# Consegna A:
Secondo il brano, su quale rivista è stato pubblicato lo studio italiano sull'Alzheimer?
# Consegna B:
Trascrivi dal brano tutto il testo compreso tra "(DIRE - Notiziario" e "ad eventuali deficit.", estremi inclusi.

# Brano fornito:
(DIRE - Notiziario Sanita') Roma, 12 gen. - Dopo i 50 anni di
eta' sottoporsi - anche in condizioni di normalita' - a test di
memoria puo' evidenziare precocemente la predisposizione a
sviluppare la malattia di Alzheimer. Cio' unendo la valutazione
con test ad un nuovo tipo di risonanza magnetica nucleare in
grado di rilevare le alterazioni anatomiche a carico delle aree
del cervello responsabili del funzionamento della memoria stessa,
in particolare quelle microstrutturali riferibili all'ippocampo;
alterazioni che risultano sempre associate ad eventuali deficit.
E' quanto ha messo in evidenza uno studio italiano condotto
presso l'Irccs Fondazione Santa Lucia di Roma e pubblicato lo
scorso 6 gennaio su Neurology, rivista ufficiale dell'American
academy of neurology.
Da diversi decenni e' noto che gli individui sofferenti (per
cause traumatiche, tossiche, infettive, etc.) di un danno
anatomico a carico dell'ippocampo presentano, invariabilmente,
una riduzione dell'efficienza della memoria fino ad vera e
propria amnesia. Questo studio, sottolinea l'Irccs Fondazione
Santa Lucia in una nota, ora ha evidenziato che e' proprio
l'ippocampo (insieme alle vicine strutture paraippocampali) il
primo ad essere aggredito dall'Alzheimer. Cio' spiega perche' un
deficit della memoria e' il piu' immediato campanello d'allarme
dell'insorgenza della malattia anche in soggetti relativamente
anziani ed apparentemente normali. Lo studio e' stato condotto da
un gruppo di ricercatori del Dipartimento di Neuroscienze
dell'Universita' di Roma Tor Vergata e della Fondazione Santa
Lucia: Giovanni Carlesimo, Andrea Cherubini, Carlo Caltagirone e
Gianfranco Spalletta.

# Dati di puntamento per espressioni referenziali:
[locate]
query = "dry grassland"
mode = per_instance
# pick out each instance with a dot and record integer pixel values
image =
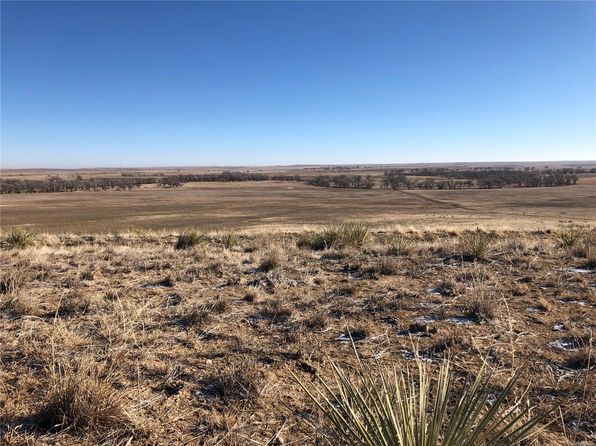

# Esito del compito A:
Lo studio è stato pubblicato su Neurology, rivista ufficiale dell'American academy of neurology.

# Esito del compito B:
(DIRE - Notiziario Sanita') Roma, 12 gen. - Dopo i 50 anni di
eta' sottoporsi - anche in condizioni di normalita' - a test di
memoria puo' evidenziare precocemente la predisposizione a
sviluppare la malattia di Alzheimer. Cio' unendo la valutazione
con test ad un nuovo tipo di risonanza magnetica nucleare in
grado di rilevare le alterazioni anatomiche a carico delle aree
del cervello responsabili del funzionamento della memoria stessa,
in particolare quelle microstrutturali riferibili all'ippocampo;
alterazioni che risultano sempre associate ad eventuali deficit.